Work required:
Drop the images; return everything else in the listing below exactly.

Listed records:
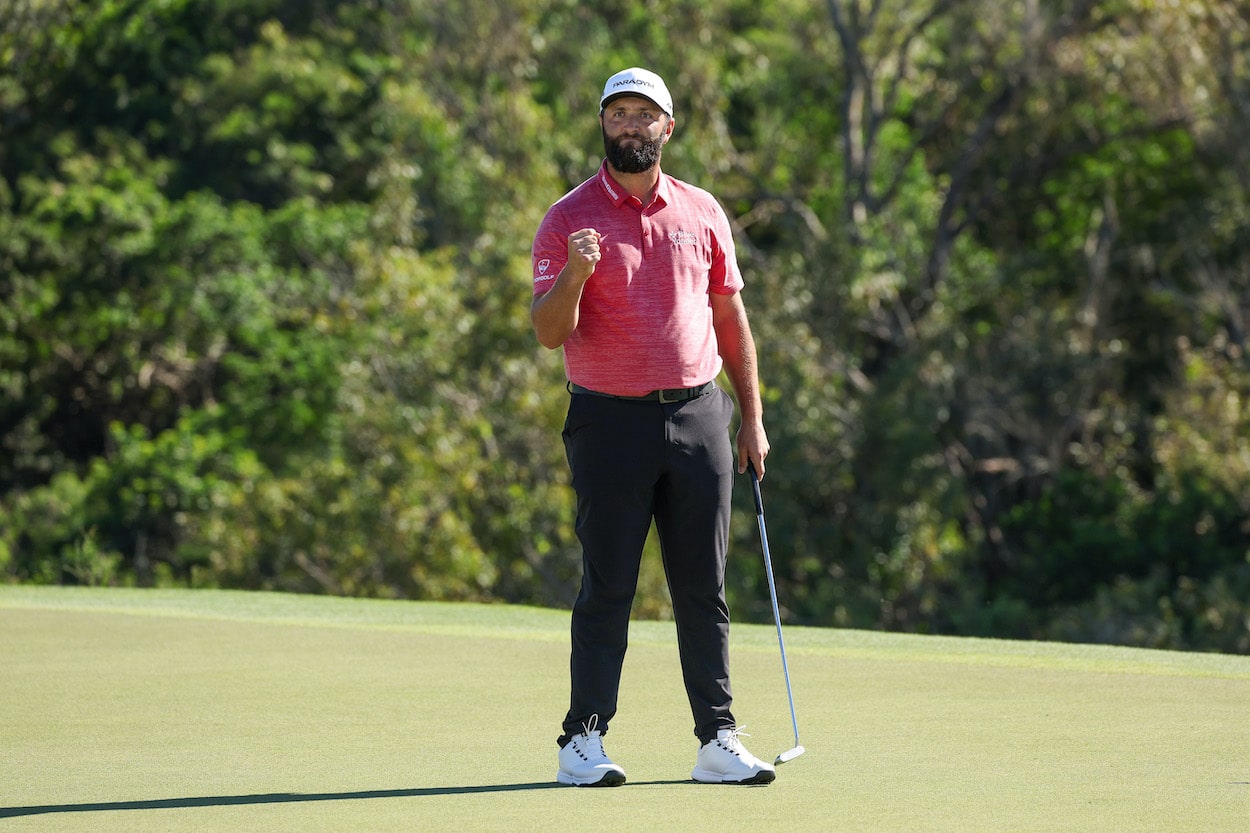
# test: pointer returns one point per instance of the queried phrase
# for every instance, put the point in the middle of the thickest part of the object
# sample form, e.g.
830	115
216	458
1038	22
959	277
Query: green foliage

Task answer:
# test: pointer returns one point per instance of the queried phrase
# for every instance, put the point in the middle of the thickest part of the object
# sample form, e.g.
830	115
216	458
1038	22
959	277
Query: green foliage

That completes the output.